Referring expression data:
============================================================
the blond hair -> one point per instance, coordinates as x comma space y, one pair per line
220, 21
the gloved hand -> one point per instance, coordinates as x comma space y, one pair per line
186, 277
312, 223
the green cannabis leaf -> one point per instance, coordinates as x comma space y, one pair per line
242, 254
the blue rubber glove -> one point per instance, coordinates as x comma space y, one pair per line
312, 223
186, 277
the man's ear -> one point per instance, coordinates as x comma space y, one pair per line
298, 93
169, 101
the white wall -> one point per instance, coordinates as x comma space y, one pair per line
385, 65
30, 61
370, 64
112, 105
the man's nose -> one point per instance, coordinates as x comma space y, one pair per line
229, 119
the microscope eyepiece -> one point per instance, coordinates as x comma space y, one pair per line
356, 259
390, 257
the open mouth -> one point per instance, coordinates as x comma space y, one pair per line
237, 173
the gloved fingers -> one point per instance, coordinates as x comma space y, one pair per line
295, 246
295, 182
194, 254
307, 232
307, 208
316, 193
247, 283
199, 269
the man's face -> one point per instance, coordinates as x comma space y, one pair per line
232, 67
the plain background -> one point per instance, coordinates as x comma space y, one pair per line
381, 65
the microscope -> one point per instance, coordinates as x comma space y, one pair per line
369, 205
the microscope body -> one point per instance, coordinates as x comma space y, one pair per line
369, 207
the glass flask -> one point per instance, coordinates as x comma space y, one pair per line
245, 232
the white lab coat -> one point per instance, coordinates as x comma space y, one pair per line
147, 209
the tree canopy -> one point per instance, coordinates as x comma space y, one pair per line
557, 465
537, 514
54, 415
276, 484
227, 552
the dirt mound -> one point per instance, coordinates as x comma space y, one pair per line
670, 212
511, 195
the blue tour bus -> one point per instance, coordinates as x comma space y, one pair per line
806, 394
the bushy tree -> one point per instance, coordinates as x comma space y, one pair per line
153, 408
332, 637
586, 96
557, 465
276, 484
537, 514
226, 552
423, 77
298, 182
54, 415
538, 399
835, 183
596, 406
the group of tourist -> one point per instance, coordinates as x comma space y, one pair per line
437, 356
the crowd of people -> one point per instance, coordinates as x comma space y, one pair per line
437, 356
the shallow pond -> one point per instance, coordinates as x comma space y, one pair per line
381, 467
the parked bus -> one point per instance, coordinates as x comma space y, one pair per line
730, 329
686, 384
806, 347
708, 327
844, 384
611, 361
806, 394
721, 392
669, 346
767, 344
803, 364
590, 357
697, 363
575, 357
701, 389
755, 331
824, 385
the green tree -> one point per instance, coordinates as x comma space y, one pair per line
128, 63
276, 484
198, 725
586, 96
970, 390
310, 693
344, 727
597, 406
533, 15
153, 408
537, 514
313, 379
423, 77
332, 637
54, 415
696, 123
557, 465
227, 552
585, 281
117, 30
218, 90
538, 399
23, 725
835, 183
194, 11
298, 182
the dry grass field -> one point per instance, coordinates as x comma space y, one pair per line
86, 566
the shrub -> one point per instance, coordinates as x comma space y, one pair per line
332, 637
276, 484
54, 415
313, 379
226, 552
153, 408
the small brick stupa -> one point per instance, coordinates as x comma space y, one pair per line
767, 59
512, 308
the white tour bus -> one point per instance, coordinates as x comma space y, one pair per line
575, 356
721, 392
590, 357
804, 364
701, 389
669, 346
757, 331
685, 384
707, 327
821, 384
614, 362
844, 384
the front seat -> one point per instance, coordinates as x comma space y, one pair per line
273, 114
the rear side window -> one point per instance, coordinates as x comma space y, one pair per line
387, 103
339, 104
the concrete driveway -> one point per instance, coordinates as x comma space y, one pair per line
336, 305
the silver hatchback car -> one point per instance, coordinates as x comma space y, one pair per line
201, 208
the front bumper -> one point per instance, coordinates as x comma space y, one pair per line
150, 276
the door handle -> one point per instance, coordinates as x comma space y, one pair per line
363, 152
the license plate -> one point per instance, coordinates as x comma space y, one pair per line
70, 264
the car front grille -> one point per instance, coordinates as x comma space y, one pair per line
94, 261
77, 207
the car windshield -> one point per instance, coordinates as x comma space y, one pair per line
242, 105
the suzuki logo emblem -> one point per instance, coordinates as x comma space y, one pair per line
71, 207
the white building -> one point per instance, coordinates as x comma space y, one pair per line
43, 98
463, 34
============================================================
- **What needs to be done**: Starting at the line that contains "the white building", copy every line down to the last line of the records above, exactly as written.

- **Answer space**:
the white building -> one point per instance, coordinates as x comma space y, one pair per line
43, 98
463, 34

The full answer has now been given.